* **SHORT TASK**
Please transcribe the records precisely; pictures stay out of your copy.

(Records from a data collection)
────

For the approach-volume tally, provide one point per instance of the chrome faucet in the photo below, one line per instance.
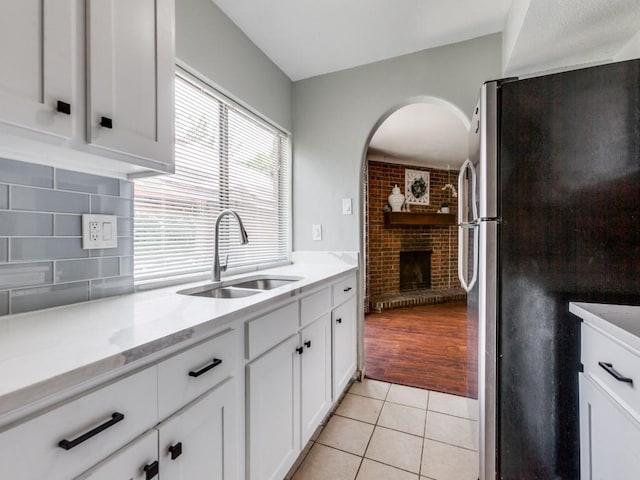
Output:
(244, 239)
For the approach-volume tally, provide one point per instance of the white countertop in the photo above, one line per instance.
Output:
(45, 352)
(619, 321)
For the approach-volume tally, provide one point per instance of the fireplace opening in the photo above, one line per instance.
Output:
(415, 270)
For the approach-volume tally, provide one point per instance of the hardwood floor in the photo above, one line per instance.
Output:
(430, 346)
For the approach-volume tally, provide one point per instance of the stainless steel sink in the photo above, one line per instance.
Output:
(239, 288)
(216, 291)
(265, 283)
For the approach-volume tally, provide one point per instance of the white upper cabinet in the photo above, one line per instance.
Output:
(130, 70)
(37, 58)
(88, 85)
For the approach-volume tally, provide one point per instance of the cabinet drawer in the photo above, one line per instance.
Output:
(91, 425)
(270, 329)
(598, 349)
(344, 289)
(313, 306)
(189, 374)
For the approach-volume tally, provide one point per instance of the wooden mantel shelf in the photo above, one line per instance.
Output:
(409, 218)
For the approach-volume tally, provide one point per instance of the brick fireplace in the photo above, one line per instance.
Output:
(384, 242)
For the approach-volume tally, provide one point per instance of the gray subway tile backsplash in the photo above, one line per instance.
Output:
(31, 249)
(126, 265)
(42, 263)
(125, 247)
(26, 224)
(109, 287)
(122, 207)
(44, 200)
(86, 269)
(4, 250)
(4, 303)
(67, 225)
(29, 299)
(14, 275)
(84, 182)
(4, 196)
(22, 173)
(125, 227)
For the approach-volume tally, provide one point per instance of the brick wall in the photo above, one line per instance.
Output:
(384, 242)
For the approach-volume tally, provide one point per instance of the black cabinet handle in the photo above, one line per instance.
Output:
(175, 450)
(69, 444)
(63, 107)
(106, 122)
(608, 367)
(214, 363)
(151, 470)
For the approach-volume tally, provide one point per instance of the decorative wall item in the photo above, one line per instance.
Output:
(396, 199)
(416, 187)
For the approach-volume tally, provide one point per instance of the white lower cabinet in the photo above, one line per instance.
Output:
(344, 345)
(200, 441)
(136, 461)
(609, 436)
(273, 406)
(292, 387)
(69, 439)
(315, 375)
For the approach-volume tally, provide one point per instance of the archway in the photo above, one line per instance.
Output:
(410, 257)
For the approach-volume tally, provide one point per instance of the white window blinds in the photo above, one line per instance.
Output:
(225, 158)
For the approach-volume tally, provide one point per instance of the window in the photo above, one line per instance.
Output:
(225, 157)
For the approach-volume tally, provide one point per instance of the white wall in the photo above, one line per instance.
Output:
(334, 115)
(212, 44)
(631, 50)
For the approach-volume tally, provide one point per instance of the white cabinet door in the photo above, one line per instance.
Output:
(36, 53)
(200, 441)
(609, 436)
(136, 461)
(130, 63)
(273, 411)
(315, 375)
(344, 345)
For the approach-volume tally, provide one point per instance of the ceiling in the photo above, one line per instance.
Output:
(422, 133)
(306, 38)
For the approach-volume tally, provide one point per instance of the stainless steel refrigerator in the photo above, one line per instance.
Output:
(549, 213)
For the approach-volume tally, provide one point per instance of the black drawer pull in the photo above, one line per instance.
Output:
(614, 373)
(106, 122)
(63, 107)
(214, 363)
(69, 444)
(151, 470)
(175, 450)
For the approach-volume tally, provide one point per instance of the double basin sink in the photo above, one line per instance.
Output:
(240, 288)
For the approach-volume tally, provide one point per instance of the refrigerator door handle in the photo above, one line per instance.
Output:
(462, 249)
(467, 166)
(467, 226)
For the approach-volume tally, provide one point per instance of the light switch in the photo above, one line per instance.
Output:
(99, 231)
(346, 206)
(316, 232)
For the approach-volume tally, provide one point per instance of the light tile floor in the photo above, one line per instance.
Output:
(383, 431)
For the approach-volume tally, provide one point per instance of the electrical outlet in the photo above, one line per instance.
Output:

────

* **EXERCISE RESULT**
For the approach-volume tally, provide one point per instance of the chrome faucet in the photo below, one line per instance.
Output:
(244, 239)
For the approach-volume tally, provide one point per instance of the white countertop in the photo above, one line per instance.
Output:
(45, 352)
(619, 321)
For the approach-volume tally, provide one point per instance of the fireplace opening in the photo above, one line per instance.
Output:
(415, 270)
For the approach-volume tally, provide one point per instance of the hardwood floor in the photo above, one line per instance.
Output:
(430, 346)
For the approach-volume tally, provide one point per instance of the stainless steel sink in the photo above, one line per instance.
Output:
(239, 288)
(216, 291)
(265, 283)
For the approach-volume tally, provide one point per instance of the white upper cabinet in the photo above, one line per instance.
Output:
(130, 70)
(37, 58)
(88, 85)
For the approach-volume tally, provide one point per instance of the cabinet drawer in the photo above, one line per instance.
Output:
(91, 425)
(270, 329)
(598, 349)
(344, 289)
(313, 306)
(189, 374)
For the approach-volume tally, provide one point per instance of the wooden mantel shelf in the photo above, one line per instance.
Output:
(409, 218)
For the approach-volume tally, provide one point per instance of the brick fireplace in the photo above, one line per instance.
Output:
(384, 242)
For the approach-volume tally, provide one point per instance of the gray subway tile backsplash in the photo above, one line per instance.
Output:
(31, 249)
(126, 265)
(42, 263)
(125, 247)
(26, 224)
(109, 287)
(122, 207)
(44, 200)
(86, 269)
(4, 250)
(4, 303)
(67, 225)
(29, 299)
(14, 275)
(84, 182)
(4, 196)
(22, 173)
(125, 227)
For the approach-volume tally, provide one point per instance of the brick wall in the photo above, one line per instance.
Output:
(384, 242)
For the approach-volume tally, provide one point per instance of the black cabinet handle in the photo above, one line per instance.
Output:
(175, 450)
(69, 444)
(63, 107)
(106, 122)
(608, 367)
(214, 363)
(151, 470)
For the approach-volume tally, provide one point per instance of the decorative wall item in the photo above, one line per instance.
Output:
(396, 199)
(416, 187)
For the approach-volume tally, provide one point per instance of the white lower cabinet in the photo above, one line per instance.
Output:
(344, 345)
(200, 441)
(136, 461)
(609, 436)
(273, 406)
(292, 387)
(69, 439)
(315, 375)
For the approach-volume tally, provide one point per instance of the archway in the photo above, one line per instance.
Output:
(410, 257)
For the approach-volume tally, provide one point per instance of the white window blinds in the photo above, one line per instance.
Output:
(225, 158)
For the approach-volume tally, provide one point per instance of the window in the photo above, one line per instance.
Output:
(225, 157)
For the approach-volume tally, provide one point per instance of the white wall in the photo above, one line per instance.
Output:
(334, 115)
(212, 44)
(631, 50)
For the approach-volume tally, provide one point per instance of the white cabinet door in the photo above, one line per instance.
Output:
(36, 53)
(200, 441)
(609, 436)
(136, 461)
(130, 63)
(273, 411)
(315, 375)
(344, 345)
For the approach-volume tally, provide one point per instance of the ceiling in the photo above, one line per instance.
Output:
(422, 133)
(306, 38)
For the approach-volume tally, provide one point per instance of the stainless steel refrigerator in the photo above, one line per instance.
Output:
(549, 213)
For the approach-volume tally, provide one point per instance of the black drawer pull in the photo above, one line per instance.
Output:
(614, 373)
(106, 122)
(63, 107)
(214, 363)
(69, 444)
(151, 470)
(175, 450)
For the approach-volume tally, provide one point per instance of the double basin sink in the photo above, one line per instance.
Output:
(240, 288)
For the approach-volume tally, provide one point per instance of the refrigerator door handle in the photo above, one line per instance.
Output:
(462, 249)
(467, 166)
(467, 226)
For the approach-volume tally, provide one point per instance of the light switch in the photo above, one line per instance.
Output:
(99, 231)
(346, 206)
(316, 232)
For the approach-volume tally, provide one point per instance of the light tile floor in the photo above, one line per instance.
Output:
(383, 431)
For the approach-volume tally, provide one point per instance of the electrical outlet in the photo above, one line per instance.
Output:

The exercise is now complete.